» Tarea: Transcriba sin alteraciones el pasaje de la crónica comprendido entre "Sincronías. Crónica de" y "este nuevo texto.", ambos inclusive.

Sincronías. Crónica de un duelo, por Luz Marina Rivas

Sombrero Mujer4

En estos momentos, hoy 16 de mayo, en la Sala Cabrujas de Caracas, la escritora, crítica y amiga Laura Febres, está leyendo un texto mío sobre mi dulce esposo Carlos Pacheco, en su faceta de escritor. Acabo de ver en Twitter una foto de Laura leyendo “Pacheco, el escritor”, publicada por Benjamín Scharifker. Precisamente en estos momentos he comenzado a escribir este nuevo texto.

Esta mañana me quedé un rato en cama, pensando en Carlos, sintiéndolo, imaginando su presencia. Entonces decidí releer un texto suyo, “Santa Mimía”, escrito a los 49 días de la partida de su mamá, en 2003, en que hablaba de los sentimientos que le despertaba pensar en ella durante el duelo. Lo imprimí para verlo el Día de la Madre y enviárselo a sus hijos y otros familiares (hace una semana) y lo había dejado al lado de la cama. Conté cuántos días han transcurrido desde la partida de mi amor al día de hoy. Son exactamente 49, la misma cantidad de días transcurridos entre la partida de Mimía y la escritura del texto. En ese texto, encuentro las siguientes palabras de Carlos: “(…) esa presencia interior de ella en nosotros tiene un brillo, una armonía, una fragancia que, en lugar de conducirnos al pozo sin fondo del llanto, de la desesperanza, nos eleva a una condición privilegiada de visión clara, donde lo que corresponde es agradecer infinitas veces por el privilegio de haber tenido, como madre o como abuela a un ser como ella.” Desde la partida de Carlos, hace 49 días, no ha transcurrido uno sin que llore su intempestiva muerte, tanto, que ya he pensado ir a visitar a un oftalmólogo, pues mi vista parece haber empeorado. Sin embargo, conozco esa presencia interior, esa dulzura, ese brillo del que habla Carlos, que parece también hablarme ahora a través de tantas coincidencias o simultaneidades que rodearon su muerte. Encuentro, además, en “Santa Mimía”, mis propias palabras reproducidas por él: “A menudo, cuando siento el impulso de llamarla por teléfono, tal como hacía dos o tres veces por semana, me adelanto al dolor nostálgico y recuerdo lo que me decía Luz Marina: ´Puedes llamarla y hablar con ella cuando quieras; sólo que ahora ya no te hace falta el teléfono…´”.

Pienso en las múltiples sincronías y me doy cuenta de que aún no las he recogido en la escritura. Quiero hacerlo. Son memorias que atesoro y que me permiten intentar darle un sentido a este dolor que no termina de quitárseme.

(Datos recopilados)

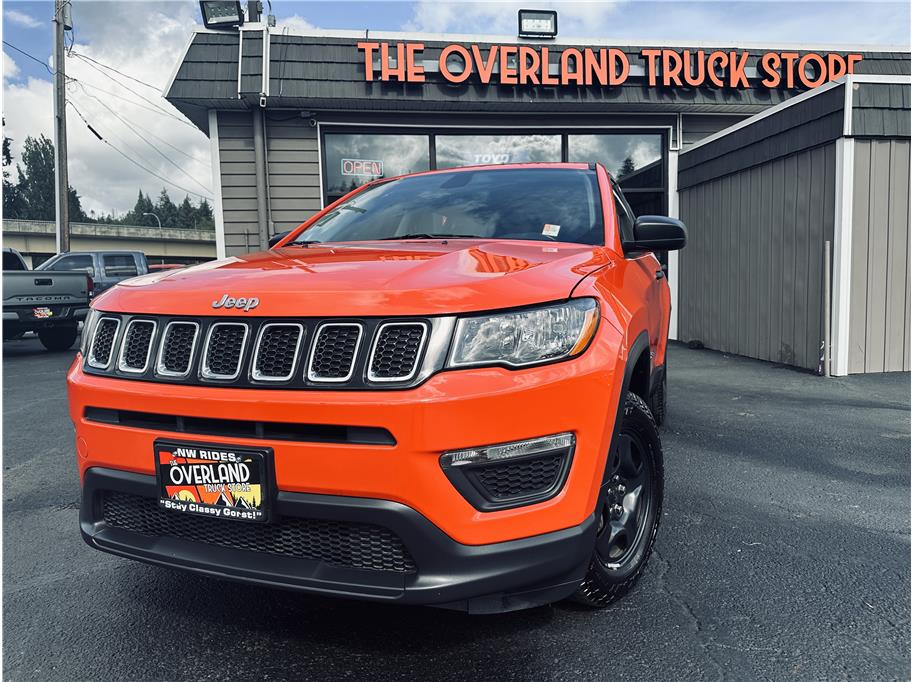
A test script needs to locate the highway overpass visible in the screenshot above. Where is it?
[3,220,215,267]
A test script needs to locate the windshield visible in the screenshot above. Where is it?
[295,168,605,245]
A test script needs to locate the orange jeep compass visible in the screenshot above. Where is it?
[68,163,686,613]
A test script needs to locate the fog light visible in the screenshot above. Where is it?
[440,433,576,469]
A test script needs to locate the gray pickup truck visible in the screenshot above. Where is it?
[3,248,93,351]
[35,251,149,294]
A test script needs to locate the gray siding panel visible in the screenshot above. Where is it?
[678,143,836,371]
[849,139,912,373]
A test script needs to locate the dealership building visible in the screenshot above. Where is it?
[165,23,910,374]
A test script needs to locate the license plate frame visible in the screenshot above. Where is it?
[153,439,275,523]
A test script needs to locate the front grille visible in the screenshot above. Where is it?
[83,313,442,390]
[118,320,155,372]
[307,323,361,381]
[473,454,564,500]
[368,322,427,381]
[102,491,416,573]
[203,322,247,379]
[253,323,304,381]
[158,322,199,376]
[88,317,120,368]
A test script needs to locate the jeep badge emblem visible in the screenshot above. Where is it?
[212,294,260,313]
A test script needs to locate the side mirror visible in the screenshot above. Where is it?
[624,215,687,252]
[267,230,291,249]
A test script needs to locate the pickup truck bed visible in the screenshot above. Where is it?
[3,271,92,350]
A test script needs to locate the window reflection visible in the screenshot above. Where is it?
[323,133,430,200]
[437,135,561,168]
[567,133,664,189]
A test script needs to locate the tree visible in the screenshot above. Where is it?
[4,135,86,222]
[3,120,22,218]
[152,187,177,227]
[175,194,197,228]
[618,156,636,180]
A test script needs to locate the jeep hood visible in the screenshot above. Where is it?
[95,239,611,317]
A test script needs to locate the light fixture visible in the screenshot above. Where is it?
[519,9,557,38]
[200,0,244,29]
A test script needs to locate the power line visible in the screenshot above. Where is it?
[67,100,212,201]
[73,52,192,123]
[71,51,163,92]
[69,78,197,130]
[73,83,211,192]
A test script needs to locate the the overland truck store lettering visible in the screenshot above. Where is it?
[157,446,265,521]
[357,42,862,89]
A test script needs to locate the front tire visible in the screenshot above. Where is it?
[573,393,664,608]
[38,327,79,351]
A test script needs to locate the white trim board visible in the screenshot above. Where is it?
[209,109,225,258]
[681,74,912,154]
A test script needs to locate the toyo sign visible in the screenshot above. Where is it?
[357,42,862,89]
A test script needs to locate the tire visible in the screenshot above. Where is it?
[649,371,668,426]
[571,393,664,608]
[38,326,79,351]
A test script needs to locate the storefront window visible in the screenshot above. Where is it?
[436,135,561,168]
[323,133,430,201]
[567,133,667,216]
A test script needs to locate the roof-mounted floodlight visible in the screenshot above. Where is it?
[519,9,557,38]
[200,0,244,29]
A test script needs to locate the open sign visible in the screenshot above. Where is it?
[342,159,383,178]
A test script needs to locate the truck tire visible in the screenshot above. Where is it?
[38,326,79,351]
[571,393,664,608]
[649,370,668,426]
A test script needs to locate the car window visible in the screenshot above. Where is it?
[45,255,95,277]
[3,251,28,272]
[298,168,605,245]
[101,253,139,277]
[612,183,635,243]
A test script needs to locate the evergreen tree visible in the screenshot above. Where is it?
[617,156,636,180]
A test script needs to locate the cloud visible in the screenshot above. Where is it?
[403,0,620,35]
[276,14,317,33]
[3,9,44,28]
[3,50,19,82]
[4,2,212,214]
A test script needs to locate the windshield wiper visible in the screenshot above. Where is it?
[378,232,485,242]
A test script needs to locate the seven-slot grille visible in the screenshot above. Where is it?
[307,322,362,382]
[253,322,304,381]
[88,317,120,369]
[202,322,249,379]
[117,320,155,373]
[158,322,199,377]
[85,314,430,389]
[367,322,427,381]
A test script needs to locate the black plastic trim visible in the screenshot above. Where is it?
[80,468,596,613]
[443,446,576,512]
[83,407,396,446]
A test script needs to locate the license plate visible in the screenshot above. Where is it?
[155,441,272,521]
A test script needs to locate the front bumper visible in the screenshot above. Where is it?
[68,316,624,545]
[80,468,595,613]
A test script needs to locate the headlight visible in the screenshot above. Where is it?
[447,298,599,367]
[79,308,101,357]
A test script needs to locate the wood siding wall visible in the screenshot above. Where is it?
[218,112,320,256]
[678,143,836,371]
[849,139,912,373]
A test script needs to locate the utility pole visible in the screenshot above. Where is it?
[54,0,72,253]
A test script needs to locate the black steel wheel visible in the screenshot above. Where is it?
[574,393,664,607]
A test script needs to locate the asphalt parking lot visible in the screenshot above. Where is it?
[3,339,910,680]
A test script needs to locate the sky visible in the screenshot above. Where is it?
[2,0,910,215]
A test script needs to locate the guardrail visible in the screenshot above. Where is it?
[3,219,215,243]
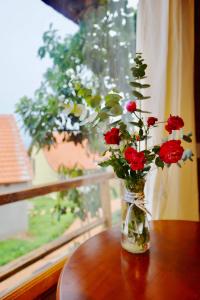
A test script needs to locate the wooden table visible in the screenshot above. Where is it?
[57,221,200,300]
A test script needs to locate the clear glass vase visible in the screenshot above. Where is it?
[121,179,150,253]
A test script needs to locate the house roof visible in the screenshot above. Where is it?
[43,134,98,172]
[42,0,95,23]
[0,115,32,185]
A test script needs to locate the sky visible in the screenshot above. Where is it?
[0,0,77,114]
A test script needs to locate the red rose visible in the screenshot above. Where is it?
[126,101,137,112]
[104,128,120,145]
[124,147,145,171]
[147,117,158,127]
[124,147,137,163]
[158,140,184,164]
[165,115,184,133]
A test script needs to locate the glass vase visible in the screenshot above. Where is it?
[121,179,150,253]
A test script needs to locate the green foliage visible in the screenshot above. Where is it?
[54,165,100,221]
[0,197,74,265]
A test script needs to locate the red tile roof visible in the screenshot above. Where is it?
[0,115,32,185]
[44,134,98,171]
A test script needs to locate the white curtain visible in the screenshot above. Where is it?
[137,0,199,220]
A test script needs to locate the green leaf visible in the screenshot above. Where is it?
[129,122,140,127]
[136,109,151,114]
[98,159,112,168]
[155,156,165,169]
[110,104,123,116]
[183,134,192,143]
[130,81,150,89]
[90,95,101,108]
[98,111,109,121]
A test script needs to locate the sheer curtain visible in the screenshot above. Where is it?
[137,0,198,220]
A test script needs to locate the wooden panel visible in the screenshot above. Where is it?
[194,0,200,143]
[194,0,200,212]
[1,258,67,300]
[0,172,114,205]
[57,221,200,300]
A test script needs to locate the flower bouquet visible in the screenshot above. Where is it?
[75,53,193,253]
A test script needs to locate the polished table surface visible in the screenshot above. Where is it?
[57,221,200,300]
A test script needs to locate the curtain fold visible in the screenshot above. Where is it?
[137,0,199,220]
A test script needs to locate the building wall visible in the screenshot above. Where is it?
[0,201,29,240]
[0,183,30,240]
[31,147,58,185]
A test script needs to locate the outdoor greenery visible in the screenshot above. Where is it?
[0,197,74,265]
[16,0,136,150]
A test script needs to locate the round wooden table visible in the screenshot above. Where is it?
[57,221,200,300]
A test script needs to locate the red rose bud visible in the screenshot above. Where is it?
[130,152,145,171]
[124,147,145,171]
[126,101,137,112]
[158,140,184,164]
[124,147,137,163]
[147,117,158,127]
[165,115,184,134]
[104,128,120,145]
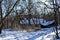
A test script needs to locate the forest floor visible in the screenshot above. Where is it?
[0,27,59,40]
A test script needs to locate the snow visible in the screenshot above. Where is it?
[20,18,55,26]
[0,27,54,40]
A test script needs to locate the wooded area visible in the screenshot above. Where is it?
[0,0,60,36]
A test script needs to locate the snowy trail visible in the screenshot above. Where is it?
[0,28,53,40]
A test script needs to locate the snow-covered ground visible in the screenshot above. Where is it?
[0,27,55,40]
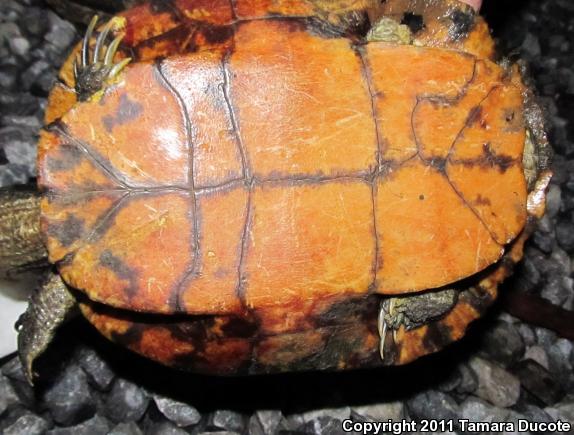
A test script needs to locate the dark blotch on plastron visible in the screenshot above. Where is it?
[449,9,476,41]
[315,296,378,327]
[149,0,177,14]
[102,93,143,133]
[423,321,453,351]
[465,106,482,127]
[289,324,383,371]
[460,286,494,315]
[201,25,235,45]
[482,143,514,173]
[429,157,446,172]
[401,12,425,34]
[99,249,138,297]
[110,323,144,347]
[221,317,259,338]
[47,214,85,248]
[473,194,492,206]
[169,316,215,352]
[46,144,84,173]
[304,11,371,40]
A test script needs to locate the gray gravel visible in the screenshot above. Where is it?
[0,0,574,435]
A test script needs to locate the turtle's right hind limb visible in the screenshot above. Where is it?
[16,272,77,384]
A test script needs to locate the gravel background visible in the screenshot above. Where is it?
[0,0,574,435]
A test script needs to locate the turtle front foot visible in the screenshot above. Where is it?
[16,272,76,384]
[74,16,131,101]
[378,289,459,361]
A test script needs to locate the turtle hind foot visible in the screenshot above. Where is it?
[74,15,131,101]
[378,289,459,361]
[15,272,76,384]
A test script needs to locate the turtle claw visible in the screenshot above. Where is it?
[81,15,98,69]
[74,16,131,101]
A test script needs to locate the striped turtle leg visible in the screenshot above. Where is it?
[74,16,131,101]
[0,188,47,276]
[378,289,459,360]
[16,272,76,384]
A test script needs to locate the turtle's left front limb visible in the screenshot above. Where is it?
[0,188,48,276]
[16,272,77,383]
[378,289,459,360]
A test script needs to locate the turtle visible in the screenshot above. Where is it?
[0,0,552,381]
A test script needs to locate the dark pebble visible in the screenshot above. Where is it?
[146,421,192,435]
[248,410,283,435]
[43,364,96,425]
[301,416,347,435]
[2,412,51,435]
[407,390,460,420]
[556,219,574,253]
[153,395,201,427]
[106,379,150,422]
[77,347,115,391]
[481,320,525,366]
[208,409,250,432]
[19,8,48,36]
[0,375,20,415]
[0,358,36,407]
[108,421,143,435]
[46,414,110,435]
[511,359,564,405]
[540,276,574,306]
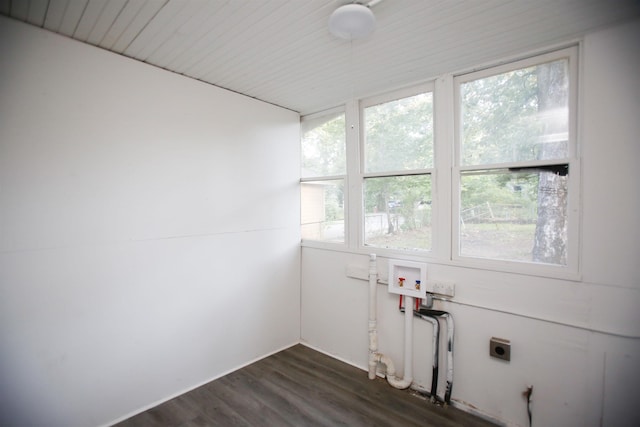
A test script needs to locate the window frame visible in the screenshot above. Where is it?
[300,106,350,248]
[301,42,582,281]
[356,85,437,258]
[451,46,581,279]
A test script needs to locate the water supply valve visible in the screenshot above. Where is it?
[387,259,427,298]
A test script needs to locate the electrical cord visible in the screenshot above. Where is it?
[522,385,533,427]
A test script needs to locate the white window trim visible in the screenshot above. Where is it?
[302,43,582,281]
[451,46,581,280]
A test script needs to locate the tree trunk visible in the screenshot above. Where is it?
[532,61,568,265]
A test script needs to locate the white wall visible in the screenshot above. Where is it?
[0,17,300,426]
[302,22,640,427]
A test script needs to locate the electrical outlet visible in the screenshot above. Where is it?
[489,337,511,362]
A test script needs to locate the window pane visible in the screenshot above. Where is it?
[364,175,431,250]
[300,179,344,242]
[301,113,346,178]
[364,93,433,172]
[460,170,569,265]
[460,59,569,165]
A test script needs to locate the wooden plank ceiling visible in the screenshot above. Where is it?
[0,0,640,114]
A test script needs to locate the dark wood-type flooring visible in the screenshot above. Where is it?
[118,345,493,427]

» Respuesta:
Sincronías. Crónica de un duelo, por Luz Marina Rivas

Sombrero Mujer4

En estos momentos, hoy 16 de mayo, en la Sala Cabrujas de Caracas, la escritora, crítica y amiga Laura Febres, está leyendo un texto mío sobre mi dulce esposo Carlos Pacheco, en su faceta de escritor. Acabo de ver en Twitter una foto de Laura leyendo “Pacheco, el escritor”, publicada por Benjamín Scharifker. Precisamente en estos momentos he comenzado a escribir este nuevo texto.